Text provided:

Background
I have lived in Surrey since early childhood when my parents moved here from Hertfordshire. My father is an architect and my mother was a musician and a maths teacher.
I went to school just outside Guildford at school with a catchment area covering a large part of Mole Valley - so many of my oldest friends still live within the constituency.
Family
I live near Newlands Corner, with my wife and our two grown-up daughters. My wife Sophie is an IT trainer - she works with large accountancy, legal firms and other companies training them on their IT systems. Our eldest daughter Dani, works in advertising strategy and our younger daughter Nicky is currently completing her final University year studying Marketing at Southampton.
Our Daughters - Dani and Nicky
My Lovely Wife - Sophie
In 2004 I sold my shares in the company I had founded. Building a successful business with a fantastic team of people had been challenging and exhilarating but I wanted to move on - to see if I could find a way to make a contribution towards helping to solve bigger problems.
Fortunately I found myself in a financial position that allowed me to dedicate some of my previous working hours to this.
As a result of my work with the media industry, I had gained a solid understanding of how it operated and I had become deeply concerned about the way in which it did so. It was very clear to me that the way in which the media-machine operated was in many ways unethical.
News was largely driven by commercial and political interests. The ‘news-agenda’ wasn’t driven by public opinion but instead drove public opinion for the benefits of those who paid for PR (Public Relations) companies to deliver stories to the media.
Intense competition in the print and broadcast media had resulted in there being relatively little true investigative reporting happening. It was far cheaper for media outlets to essentially outsource news generation to PR companies who would deliver a steady stream of news stories that print and broadcast media outlets would then convey onward to the public.

Data listing:
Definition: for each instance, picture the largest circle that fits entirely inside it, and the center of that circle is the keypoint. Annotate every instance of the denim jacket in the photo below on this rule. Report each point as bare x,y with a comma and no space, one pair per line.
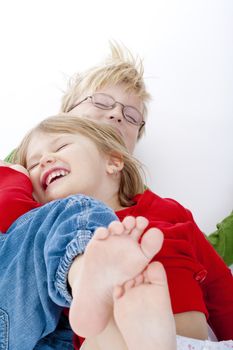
36,254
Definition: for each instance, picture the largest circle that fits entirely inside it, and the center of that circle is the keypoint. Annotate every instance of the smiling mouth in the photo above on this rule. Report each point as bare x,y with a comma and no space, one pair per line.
53,176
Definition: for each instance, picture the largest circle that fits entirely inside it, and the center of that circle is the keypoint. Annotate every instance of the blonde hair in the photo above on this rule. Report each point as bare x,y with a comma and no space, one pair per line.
105,139
119,67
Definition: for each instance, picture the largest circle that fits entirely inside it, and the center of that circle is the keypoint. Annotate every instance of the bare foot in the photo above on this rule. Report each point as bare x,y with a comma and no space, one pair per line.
113,256
143,313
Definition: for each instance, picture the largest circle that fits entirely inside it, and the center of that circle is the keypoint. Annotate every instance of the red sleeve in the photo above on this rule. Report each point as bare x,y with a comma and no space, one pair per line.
15,196
217,286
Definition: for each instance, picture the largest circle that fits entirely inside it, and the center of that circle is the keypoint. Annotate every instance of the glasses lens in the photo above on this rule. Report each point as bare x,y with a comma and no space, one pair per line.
132,115
103,101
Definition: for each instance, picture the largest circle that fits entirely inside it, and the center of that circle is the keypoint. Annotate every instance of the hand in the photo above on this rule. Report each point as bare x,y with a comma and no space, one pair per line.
16,167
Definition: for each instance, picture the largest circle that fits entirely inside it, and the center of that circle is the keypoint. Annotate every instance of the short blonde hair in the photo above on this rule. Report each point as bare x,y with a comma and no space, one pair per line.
106,140
120,67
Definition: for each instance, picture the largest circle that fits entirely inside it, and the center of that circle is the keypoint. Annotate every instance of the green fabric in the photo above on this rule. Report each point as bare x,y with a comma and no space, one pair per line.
9,158
222,239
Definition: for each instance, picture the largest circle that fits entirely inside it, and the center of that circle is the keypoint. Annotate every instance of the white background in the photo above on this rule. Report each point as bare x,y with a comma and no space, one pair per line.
187,47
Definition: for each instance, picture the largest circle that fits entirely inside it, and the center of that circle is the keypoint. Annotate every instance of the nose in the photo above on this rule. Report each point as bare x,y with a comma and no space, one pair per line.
47,159
116,114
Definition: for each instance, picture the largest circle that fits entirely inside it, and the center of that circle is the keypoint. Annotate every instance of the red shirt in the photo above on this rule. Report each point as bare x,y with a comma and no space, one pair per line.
198,278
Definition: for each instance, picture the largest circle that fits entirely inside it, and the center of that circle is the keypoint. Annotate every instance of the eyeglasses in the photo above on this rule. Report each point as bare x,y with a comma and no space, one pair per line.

Short task:
Carry on the first-person account of growing up in Surrey, family life and concerns about the news media, starting after its last sentence.

Final result:
Often this news was delivered with little balance or investigation, or even validation of the underlying facts or counter-arguments.
This is still the case today. The result is that newspapers and broadcast news consists largely, with some exceptions, of assertions but lacks real rigour and supporting facts - something that is deeply corrosive for democracy in general and democratic decision-making in particular.
By chance. an old work colleague and friend had decided to run as a Conservative candidate for a County Council ‘seat’ - so I helped out with his campaign. It was a big challenge but we managed to win by a satisfactory margin of just 62 votes.
The experience gave me a good foundation of understanding to work on.
I got involved with my local Conservative association and met lots of local Councillors and worked directly with a very experienced campaign manager and agent from whom I learned a huge amount about the political process.
The experience gave me a good foundation of understanding to work on.
But I was reluctant to become a ‘party-person’ - I didn’t think the Conservative party had all the answers, by a long-stretch.
For me, politics should be a battle of ideas - a process to produce the best solutions to problems and challenges - not simply the ideas of a small group with a relatively narrow focus. No-one has a monopoly on good ideas.
Just after the 2005 General Election I was at a political meeting. The local constituency was discussing the problem of engaging with local people.
A new MP had been elected and was very keen to grow a broader-base of people to regularly engage with in the constituency.
The general consensus in the room was that it was impossible.
In fact around 200 people did turn-up. The place was packed - but the atmosphere was tense.
I had asked people to pre-submit questions for their new MP and one man stood up and angrily asked if the MP had been told in advance what the questions would be and would therefore be delivering carefully constructed answers.
I explained that I hadn’t told him anything, and perhaps more importantly, he hadn’t even asked.
It was an important moment. The atmosphere relaxed a little and for the next couple of hours our new MP tackled the pre-submitted questions and many more from the floor.
People spoke their minds freely and were encouraged to push their points and share their thoughts and experiences.
It was exhilarating. I learned a lot, and most importantly, so did the Member of Parliament.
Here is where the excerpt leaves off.